TASK GOAL:
Edit the data from the line that has "Could you spot the treeline" through the end, changing "metal guardrail" to "steel guardrail" and leaving everything else as it is. Give back only those lines.

PROVIDED DATA:
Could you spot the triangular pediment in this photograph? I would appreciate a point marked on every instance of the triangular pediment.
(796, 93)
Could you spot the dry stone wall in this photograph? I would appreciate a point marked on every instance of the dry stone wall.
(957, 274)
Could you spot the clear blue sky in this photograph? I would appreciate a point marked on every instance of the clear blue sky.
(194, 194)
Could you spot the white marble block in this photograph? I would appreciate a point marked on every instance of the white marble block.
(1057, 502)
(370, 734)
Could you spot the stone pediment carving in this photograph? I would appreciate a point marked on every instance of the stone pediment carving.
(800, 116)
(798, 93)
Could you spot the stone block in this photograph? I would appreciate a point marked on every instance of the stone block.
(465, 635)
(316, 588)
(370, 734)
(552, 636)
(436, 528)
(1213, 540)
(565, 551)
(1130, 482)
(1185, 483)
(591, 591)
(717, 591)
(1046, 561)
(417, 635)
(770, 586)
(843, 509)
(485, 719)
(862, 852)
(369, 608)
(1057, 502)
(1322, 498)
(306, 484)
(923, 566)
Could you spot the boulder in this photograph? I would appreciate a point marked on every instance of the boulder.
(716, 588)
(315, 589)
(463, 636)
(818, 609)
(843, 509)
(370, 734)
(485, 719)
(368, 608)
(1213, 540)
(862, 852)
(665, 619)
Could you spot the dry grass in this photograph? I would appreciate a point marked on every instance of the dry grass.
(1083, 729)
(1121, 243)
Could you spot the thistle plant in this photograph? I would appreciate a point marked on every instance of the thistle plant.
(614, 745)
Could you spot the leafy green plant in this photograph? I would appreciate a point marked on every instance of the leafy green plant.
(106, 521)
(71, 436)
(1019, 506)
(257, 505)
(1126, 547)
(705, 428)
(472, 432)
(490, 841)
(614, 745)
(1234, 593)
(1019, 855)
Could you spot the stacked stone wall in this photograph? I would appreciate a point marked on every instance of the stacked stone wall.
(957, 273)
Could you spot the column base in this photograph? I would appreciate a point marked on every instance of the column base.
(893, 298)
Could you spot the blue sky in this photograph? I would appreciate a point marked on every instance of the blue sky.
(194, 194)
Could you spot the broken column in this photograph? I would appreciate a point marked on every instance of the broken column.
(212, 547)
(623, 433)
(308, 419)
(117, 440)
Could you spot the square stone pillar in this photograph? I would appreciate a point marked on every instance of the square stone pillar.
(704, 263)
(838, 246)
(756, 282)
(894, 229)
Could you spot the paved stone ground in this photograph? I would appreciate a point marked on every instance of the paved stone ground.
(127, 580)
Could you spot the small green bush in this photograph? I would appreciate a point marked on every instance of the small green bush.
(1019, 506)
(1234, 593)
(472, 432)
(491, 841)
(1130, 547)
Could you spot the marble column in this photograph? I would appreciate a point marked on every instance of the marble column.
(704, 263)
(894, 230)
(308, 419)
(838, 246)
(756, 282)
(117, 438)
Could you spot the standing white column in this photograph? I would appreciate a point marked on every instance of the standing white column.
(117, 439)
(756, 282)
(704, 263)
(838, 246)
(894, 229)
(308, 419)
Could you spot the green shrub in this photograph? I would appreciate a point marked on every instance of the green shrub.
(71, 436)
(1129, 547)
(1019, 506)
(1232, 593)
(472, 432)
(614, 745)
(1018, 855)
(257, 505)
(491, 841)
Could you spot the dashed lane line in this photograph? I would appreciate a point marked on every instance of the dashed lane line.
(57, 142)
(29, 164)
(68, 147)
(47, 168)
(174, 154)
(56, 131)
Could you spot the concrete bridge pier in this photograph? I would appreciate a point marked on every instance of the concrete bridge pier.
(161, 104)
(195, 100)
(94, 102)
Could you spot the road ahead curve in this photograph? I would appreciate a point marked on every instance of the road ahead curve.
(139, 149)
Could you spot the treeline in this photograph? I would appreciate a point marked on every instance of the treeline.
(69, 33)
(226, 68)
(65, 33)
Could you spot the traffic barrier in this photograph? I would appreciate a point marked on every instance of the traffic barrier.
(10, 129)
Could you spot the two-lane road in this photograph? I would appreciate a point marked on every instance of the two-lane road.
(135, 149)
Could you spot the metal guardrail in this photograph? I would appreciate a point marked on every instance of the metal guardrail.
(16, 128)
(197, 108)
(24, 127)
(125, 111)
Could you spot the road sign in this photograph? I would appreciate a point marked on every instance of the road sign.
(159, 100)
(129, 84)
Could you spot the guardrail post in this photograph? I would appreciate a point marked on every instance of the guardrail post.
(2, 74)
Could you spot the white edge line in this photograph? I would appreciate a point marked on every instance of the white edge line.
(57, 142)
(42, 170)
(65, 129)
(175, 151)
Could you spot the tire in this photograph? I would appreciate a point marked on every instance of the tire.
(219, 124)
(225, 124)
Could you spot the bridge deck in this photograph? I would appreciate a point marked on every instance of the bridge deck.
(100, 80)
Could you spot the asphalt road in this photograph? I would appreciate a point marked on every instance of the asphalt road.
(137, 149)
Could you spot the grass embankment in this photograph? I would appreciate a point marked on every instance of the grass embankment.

ANSWER TO THE TASK:
Could you spot the treeline in this photograph? I would appreciate a point marked on every instance of the treeline.
(69, 33)
(226, 68)
(65, 33)
Could you spot the traffic barrier in this photograph? I would appreciate a point marked on every instance of the traffic barrier.
(10, 129)
Could you spot the two-lane road in this photograph? I would appreciate a point marked on every instance of the two-lane road.
(135, 149)
Could you spot the steel guardrail in this photograph? I would appreciate a point marked on every instance of the steel guardrail.
(16, 128)
(197, 108)
(24, 127)
(125, 111)
Could you spot the road sign in this photograph? I would appreciate a point marked on every instance of the road sign.
(159, 100)
(129, 84)
Could you spot the guardrail post in this photograph? I would appreciate a point marked on every instance of the guardrail post.
(2, 74)
Could you spot the white edge line in this photograph? I would appreciate a point marked on every instance of the white edge line.
(57, 142)
(42, 170)
(65, 129)
(175, 151)
Could you spot the tire in this photograph? I would appreciate a point marked on every instance of the tire.
(219, 124)
(225, 124)
Could you spot the bridge deck in this photograph? I would appreciate a point marked on every instance of the bridge deck.
(100, 80)
Could you spot the asphalt road in this photograph? I would appreciate a point marked on every instance of the asphalt road.
(137, 149)
Could you spot the grass embankment in this photograph? I would appreciate a point marked on every instance of the grass embankment.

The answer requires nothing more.